** begin Data in this exercise **

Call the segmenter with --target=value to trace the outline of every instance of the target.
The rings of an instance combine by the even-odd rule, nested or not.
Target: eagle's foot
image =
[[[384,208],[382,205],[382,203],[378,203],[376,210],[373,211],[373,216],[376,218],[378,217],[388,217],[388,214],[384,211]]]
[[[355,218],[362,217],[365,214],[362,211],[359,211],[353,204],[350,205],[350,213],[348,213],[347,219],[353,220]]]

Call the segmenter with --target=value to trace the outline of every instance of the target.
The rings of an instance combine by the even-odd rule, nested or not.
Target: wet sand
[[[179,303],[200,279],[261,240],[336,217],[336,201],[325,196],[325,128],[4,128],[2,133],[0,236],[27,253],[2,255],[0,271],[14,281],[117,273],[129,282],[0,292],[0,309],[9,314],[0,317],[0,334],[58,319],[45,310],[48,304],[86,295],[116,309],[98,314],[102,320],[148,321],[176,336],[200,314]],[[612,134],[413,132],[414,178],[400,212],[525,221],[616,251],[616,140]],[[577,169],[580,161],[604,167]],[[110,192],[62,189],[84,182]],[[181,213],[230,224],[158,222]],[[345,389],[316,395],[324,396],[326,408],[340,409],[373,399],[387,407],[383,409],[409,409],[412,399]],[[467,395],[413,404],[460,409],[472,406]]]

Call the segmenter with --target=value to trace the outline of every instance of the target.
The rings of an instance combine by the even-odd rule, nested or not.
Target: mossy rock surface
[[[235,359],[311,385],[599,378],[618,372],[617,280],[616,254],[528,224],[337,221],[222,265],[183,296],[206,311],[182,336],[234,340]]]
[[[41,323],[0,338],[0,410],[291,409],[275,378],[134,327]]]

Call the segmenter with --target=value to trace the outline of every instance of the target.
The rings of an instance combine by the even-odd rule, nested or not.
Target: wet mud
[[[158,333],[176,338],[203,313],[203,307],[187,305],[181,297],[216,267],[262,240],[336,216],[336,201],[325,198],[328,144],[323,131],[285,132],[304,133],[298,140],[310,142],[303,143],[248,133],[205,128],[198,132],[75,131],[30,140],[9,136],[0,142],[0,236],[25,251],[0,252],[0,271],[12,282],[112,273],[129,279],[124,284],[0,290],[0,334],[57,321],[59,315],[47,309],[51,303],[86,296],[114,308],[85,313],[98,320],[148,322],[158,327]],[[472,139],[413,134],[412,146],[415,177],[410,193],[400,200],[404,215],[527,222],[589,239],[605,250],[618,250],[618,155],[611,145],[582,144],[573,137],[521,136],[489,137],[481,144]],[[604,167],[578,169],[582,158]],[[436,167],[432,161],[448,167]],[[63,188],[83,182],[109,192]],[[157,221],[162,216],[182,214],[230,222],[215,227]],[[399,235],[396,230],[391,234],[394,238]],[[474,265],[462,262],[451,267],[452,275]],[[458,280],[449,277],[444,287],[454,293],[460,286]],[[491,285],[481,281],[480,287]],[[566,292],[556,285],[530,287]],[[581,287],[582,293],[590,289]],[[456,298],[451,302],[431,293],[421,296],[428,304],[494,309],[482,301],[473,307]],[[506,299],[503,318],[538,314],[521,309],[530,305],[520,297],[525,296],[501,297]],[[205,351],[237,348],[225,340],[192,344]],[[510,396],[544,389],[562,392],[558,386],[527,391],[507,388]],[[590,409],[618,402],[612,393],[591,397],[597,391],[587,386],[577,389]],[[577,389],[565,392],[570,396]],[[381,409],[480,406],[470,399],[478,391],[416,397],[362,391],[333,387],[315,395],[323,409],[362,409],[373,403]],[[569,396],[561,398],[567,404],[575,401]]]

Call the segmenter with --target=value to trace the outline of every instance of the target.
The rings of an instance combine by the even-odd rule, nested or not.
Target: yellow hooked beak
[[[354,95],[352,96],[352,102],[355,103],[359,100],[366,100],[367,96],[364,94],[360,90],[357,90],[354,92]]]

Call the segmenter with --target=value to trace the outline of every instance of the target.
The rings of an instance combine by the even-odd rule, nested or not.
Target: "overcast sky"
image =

** end Data in this exercise **

What the exercise asks:
Starting at the beginning of the listing and ending at the line that contains "[[[41,323],[0,338],[0,410],[291,409],[275,378],[134,327]]]", can you rename "segmenter" to "tracer" and write out those lines with nothing else changed?

Exercise answer:
Call the tracer with --target=value to trace the outline of every instance of the target.
The rings of an instance combine by the even-odd rule, nested or not.
Target: eagle's foot
image =
[[[384,208],[382,205],[382,203],[378,203],[376,210],[373,211],[373,216],[376,218],[378,217],[388,217],[388,214],[384,211]]]
[[[355,218],[362,217],[365,214],[362,211],[359,211],[353,204],[350,205],[350,213],[348,213],[347,219],[353,220]]]

Call the tracer with --target=value to trace the outline of every instance of the target.
The rings of an instance combine by the even-odd rule, nested or not.
Target: wet sand
[[[179,303],[200,279],[261,240],[336,217],[336,201],[325,196],[325,128],[4,128],[2,133],[0,236],[27,253],[2,255],[0,271],[14,281],[117,273],[129,282],[0,292],[0,309],[9,314],[0,317],[0,334],[58,319],[45,310],[48,304],[86,295],[116,309],[98,314],[102,320],[148,321],[176,336],[200,314]],[[612,134],[413,132],[414,178],[400,212],[525,221],[616,251],[616,140]],[[577,169],[580,161],[604,167]],[[110,192],[62,189],[84,182]],[[181,213],[230,224],[158,222]],[[345,389],[316,395],[324,396],[326,408],[340,409],[373,399],[387,407],[383,409],[409,409],[412,399]],[[467,395],[413,404],[460,409],[472,406]]]

Call the tracer with --target=value to trace the outline of every instance of the target.
The rings of an instance combine by the even-odd rule, nested or not.
Target: mossy rock surface
[[[235,359],[311,385],[599,378],[618,372],[617,280],[616,254],[528,224],[337,221],[222,265],[183,296],[206,311],[182,336],[234,340]]]
[[[41,323],[0,338],[0,410],[291,409],[275,378],[134,327]]]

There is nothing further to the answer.